Source:

= 1876 Carmarthen Boroughs by-election =

UK Parliamentary by-election in Wales

The 1876 Carmarthen Boroughs by-election was fought on 14 August 1876. The by-election was called following the resignation of the incumbent Conservative MP, Charles William Nevill. It was won by the Liberal candidate Arthur Cowell-Stepney, who was returned unopposed.

==Background==
A Liberal seat for decades, Carmarthen Boroughs fell to the Conservatives in 1874 when the octogenarian sitting member, Sir John Stepney, stood down. He was succeeded as Liberal candidate by his son, Arthur, who was not regarded as holding radical views. To general surprise he declared his support for policies such as the disestablishment of the Anglican church in Wales. As a result, Charles Nevill, who resisted calls to oppose the elder Stepney in 1868, entered the fray, and was championed as 'one of the largest employers of labour' in the locality.

During his short parliamentary career, Nevill did not always support Conservative policy. He voted in favour of the extension of the county franchise, and also supported Osborne Morgan's Burials' Bill. On 19 July 1876, Nevill indicated his intention to resign as an MP, in a letter to the Vicar of Carmarthen, the Rev Latimer M. Jones. Nevill cited his business interests as the main reason for his decision.

==Candidates==
A number of possible candidates were initially mentioned, both Conservatives and Liberals. On the Conservative side, Mansel Lewis of Stradey and J.S. Tregoning of Iscoed, Ferryside were mentioned Among the Liberals, potential candidates included Arthur Stepney, W.R.H. Powell of Maesgwynne, who had unsuccessfully contested Carmarthenshire in 1874, B.T. Williams, the Recorder of Carmarthen and Evan Matthew Richards, former member for Cardiganshire. Williams was initially regarded as the most likely candidate.

(Saved data entries)
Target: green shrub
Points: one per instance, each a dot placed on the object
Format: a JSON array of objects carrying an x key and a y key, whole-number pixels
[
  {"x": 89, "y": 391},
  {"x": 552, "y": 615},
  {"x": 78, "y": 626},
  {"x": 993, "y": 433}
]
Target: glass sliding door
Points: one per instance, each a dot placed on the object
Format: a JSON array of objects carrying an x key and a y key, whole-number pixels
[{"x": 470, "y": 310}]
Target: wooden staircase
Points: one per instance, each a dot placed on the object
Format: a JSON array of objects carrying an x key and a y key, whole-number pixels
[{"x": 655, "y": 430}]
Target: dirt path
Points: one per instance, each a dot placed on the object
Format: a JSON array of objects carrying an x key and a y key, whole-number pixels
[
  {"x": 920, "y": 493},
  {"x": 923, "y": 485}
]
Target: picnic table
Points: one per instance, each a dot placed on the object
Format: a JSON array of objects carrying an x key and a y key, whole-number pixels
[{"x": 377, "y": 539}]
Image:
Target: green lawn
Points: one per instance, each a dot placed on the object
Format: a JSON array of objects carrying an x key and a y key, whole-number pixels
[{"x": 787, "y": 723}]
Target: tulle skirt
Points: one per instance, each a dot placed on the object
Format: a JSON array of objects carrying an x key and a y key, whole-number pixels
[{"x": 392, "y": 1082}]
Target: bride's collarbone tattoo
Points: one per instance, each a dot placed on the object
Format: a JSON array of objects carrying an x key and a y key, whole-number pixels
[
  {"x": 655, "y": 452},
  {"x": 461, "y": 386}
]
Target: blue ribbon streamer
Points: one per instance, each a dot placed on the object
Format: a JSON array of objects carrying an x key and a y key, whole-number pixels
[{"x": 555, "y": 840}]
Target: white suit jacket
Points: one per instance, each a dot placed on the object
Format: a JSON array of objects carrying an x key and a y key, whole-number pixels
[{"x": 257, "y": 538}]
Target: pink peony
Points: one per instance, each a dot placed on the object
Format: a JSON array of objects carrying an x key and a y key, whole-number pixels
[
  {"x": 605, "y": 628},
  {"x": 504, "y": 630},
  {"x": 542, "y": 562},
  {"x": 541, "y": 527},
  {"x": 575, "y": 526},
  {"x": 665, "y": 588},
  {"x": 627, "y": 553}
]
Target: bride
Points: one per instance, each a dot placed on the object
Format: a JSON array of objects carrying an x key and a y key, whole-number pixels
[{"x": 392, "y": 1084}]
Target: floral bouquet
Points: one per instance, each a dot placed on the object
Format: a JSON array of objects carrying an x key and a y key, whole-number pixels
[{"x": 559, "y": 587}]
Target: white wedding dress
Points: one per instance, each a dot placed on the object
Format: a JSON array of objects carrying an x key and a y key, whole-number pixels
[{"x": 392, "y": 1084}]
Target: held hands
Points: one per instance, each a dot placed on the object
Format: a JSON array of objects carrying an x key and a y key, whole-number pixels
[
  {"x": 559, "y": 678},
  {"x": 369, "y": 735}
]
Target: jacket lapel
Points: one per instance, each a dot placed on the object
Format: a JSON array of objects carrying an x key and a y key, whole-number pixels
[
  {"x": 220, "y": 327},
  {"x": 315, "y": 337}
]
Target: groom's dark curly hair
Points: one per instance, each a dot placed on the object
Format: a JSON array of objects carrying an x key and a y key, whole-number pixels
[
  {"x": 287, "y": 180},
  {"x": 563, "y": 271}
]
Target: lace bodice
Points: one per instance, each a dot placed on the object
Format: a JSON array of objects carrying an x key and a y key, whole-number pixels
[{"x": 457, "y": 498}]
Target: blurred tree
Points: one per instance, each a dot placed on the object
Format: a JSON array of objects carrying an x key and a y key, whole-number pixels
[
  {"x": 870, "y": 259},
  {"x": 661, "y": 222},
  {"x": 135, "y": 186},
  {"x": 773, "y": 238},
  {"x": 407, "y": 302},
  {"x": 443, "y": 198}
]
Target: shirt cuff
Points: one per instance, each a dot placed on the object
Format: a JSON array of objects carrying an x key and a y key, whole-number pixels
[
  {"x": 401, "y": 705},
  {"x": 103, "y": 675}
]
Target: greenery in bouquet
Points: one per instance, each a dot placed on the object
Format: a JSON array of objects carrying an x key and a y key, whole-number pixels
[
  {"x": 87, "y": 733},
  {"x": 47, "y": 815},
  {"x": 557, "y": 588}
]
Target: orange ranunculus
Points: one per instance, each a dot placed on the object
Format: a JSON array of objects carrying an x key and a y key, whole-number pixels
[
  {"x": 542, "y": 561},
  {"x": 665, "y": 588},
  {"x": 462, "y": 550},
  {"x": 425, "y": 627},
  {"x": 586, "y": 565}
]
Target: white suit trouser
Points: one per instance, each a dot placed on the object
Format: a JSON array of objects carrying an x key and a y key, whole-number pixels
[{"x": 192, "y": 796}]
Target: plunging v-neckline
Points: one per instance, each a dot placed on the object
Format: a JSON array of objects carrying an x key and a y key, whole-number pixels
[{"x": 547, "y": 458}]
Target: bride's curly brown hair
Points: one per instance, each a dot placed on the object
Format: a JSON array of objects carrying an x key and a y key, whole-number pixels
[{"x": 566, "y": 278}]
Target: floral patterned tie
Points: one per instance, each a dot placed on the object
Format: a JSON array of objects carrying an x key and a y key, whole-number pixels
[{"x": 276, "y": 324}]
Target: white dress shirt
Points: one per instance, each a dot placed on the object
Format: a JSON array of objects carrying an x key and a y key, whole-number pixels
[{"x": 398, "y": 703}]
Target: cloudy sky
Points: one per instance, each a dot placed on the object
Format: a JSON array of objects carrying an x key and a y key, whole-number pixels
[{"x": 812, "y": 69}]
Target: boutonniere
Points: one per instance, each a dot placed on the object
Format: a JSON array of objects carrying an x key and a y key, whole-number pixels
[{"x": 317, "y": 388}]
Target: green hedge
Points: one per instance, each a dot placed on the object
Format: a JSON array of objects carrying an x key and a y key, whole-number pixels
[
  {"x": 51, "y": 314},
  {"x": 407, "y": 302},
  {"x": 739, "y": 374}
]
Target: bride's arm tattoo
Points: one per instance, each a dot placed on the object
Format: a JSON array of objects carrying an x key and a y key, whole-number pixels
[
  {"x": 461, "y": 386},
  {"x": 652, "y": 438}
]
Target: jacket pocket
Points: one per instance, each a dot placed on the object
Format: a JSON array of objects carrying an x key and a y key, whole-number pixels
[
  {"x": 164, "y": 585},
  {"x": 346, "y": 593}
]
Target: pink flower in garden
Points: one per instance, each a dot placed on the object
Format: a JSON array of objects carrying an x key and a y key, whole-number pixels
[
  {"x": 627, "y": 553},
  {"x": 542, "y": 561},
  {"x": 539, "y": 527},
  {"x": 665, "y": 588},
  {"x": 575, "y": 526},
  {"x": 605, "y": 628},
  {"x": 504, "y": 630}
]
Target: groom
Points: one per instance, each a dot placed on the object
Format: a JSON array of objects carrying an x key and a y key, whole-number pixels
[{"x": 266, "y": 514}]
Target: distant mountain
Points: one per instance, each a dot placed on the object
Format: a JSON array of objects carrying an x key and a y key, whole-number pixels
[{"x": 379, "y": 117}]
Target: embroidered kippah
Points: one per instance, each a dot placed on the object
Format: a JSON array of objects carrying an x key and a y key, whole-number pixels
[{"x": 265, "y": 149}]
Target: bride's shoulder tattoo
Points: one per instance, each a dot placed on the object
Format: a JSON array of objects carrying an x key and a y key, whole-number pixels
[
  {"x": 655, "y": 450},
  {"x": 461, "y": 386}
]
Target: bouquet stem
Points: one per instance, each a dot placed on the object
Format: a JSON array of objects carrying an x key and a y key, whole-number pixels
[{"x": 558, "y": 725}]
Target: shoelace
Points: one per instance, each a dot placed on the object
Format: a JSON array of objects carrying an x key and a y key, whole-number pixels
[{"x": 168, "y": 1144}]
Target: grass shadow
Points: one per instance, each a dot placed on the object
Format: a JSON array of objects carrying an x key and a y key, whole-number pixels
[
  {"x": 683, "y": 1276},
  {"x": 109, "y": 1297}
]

Tasks for this exercise:
**1)** Switch "incumbent" to "sitting" in the stretch of the by-election article from "The 1876 Carmarthen" through "was returned unopposed.", and write out that stretch again.
**2)** Please carry on the by-election article from the point where it stops.

Set of answers:
**1)**
The 1876 Carmarthen Boroughs by-election was fought on 14 August 1876. The by-election was called following the resignation of the sitting Conservative MP, Charles William Nevill. It was won by the Liberal candidate Arthur Cowell-Stepney, who was returned unopposed.

**2)**
However, Liberals supporters of Arthur Stepney swiftly took action to select a candidate before their political opponents had any opportunity to fully consider their options. On the morning of 31 July, Arthur Stepney travelled to Carmarthen by train, where he was met by a delegation of prominent liberals who held a formal meeting chaired by the Mayor, David Edwards. That same evening a meeting was held in Llanelli, presided over by John Randell, chairman of the Llanelly Local Board of Health, with Stepney being formally adopted. Stepney's actions not only caught his Conservative opponents unawares but also rival aspirants for the Liberal nomination. B.T. Williams was said to have intended to declare his candidature but withdrew to avoid a division in the ranks, while the claims of Lewis Morris were also ignored.

It was soon apparent that the Conservatives would not field a candidate, and it does not appear that any potential candidates were considered.

==Outcome==
Within a few days it became apparent that Arthur Stepney would be returned unopposed.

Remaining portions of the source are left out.